### Activity
Continue the personal essay on sexuality, intimacy and self-respect below, picking up right after its final sentence.

### Passage for review
□ □ □ □ □
Growing up with all brothers, a conservative father, and a generally male dominant family, being in my feminine was not so much an option. It felt forbidden. The masculine influences in my life tried to protect that sweet innocence, as fathers and big brothers often do.
Throughout my adolescence I was in fear of my sexuality, and intimacy in general. I had learned many damaging beliefs: you’ll get pregnant, catch a disease, the man will leave you, all men want from you is sex and your body etc. So I lived in fear of this sexual connection with another, believing it would only take something valuable from me or hurt me deeply.
Once I got well into my twenty’s, after a long monogamous relationship, I swung the pendulum to the other side and let my sexuality run free and wild. Not understanding how and why, my energy was chaotic and scattered. I was releasing my power as if it was worth nothing at all.
It wasn’t until I started dancing again that I realized this body is mine, and I can do all and anything I so choose. I realized that anytime I was giving out my power freely for these men to fulfill something empty inside, I was depleted of my true essence and power. Having little respect for my body, the intimacy I experienced existed merely in my mind and ego. I craved the detached, temporary pleasure. It was easy. I didn’t have to commit, I didn’t have to feel, I didn’t have to stay around… Once I realized the unhealthy motives and consequences of my unconscious sexual behavior, I became committed to deepening my intimate connection with myself, and to use this as the basis for my intimacy with others.
□ □ □ □ □
### The data
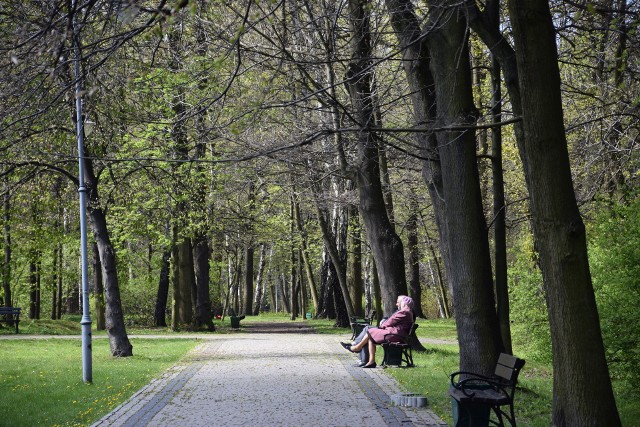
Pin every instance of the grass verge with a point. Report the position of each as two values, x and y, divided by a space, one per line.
49 372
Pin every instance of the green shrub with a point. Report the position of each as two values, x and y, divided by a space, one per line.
614 256
528 310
□ □ □ □ □
### Answer to this task
Fast forward 11 years later, a ton of shadow work and facing myself, I now truly honor this temple. I love ME deeply. I respect and trust her enough to live in integrity and discern through her intuition. In stark contrast to my earlier years, I now only let the energy that vibrates to the alignment I’ve created within myself to enter my sacred temple. Harnessing this life force energy I’ve activated within has become the most important thing to me. Knowing that this is where I create from, this is where my strength and focus lives. I can’t live any other way at this point. Only activating more and more, going deeper and deeper, is what I choose.
Today I feel called to share this cherished work with others. My passion to help people on their journey to their erotic and intimate nature is rooted not in a belief that I've always been naturally talented in this realm, but in an understanding that I have risen to my empowered state only through experience and forgiveness.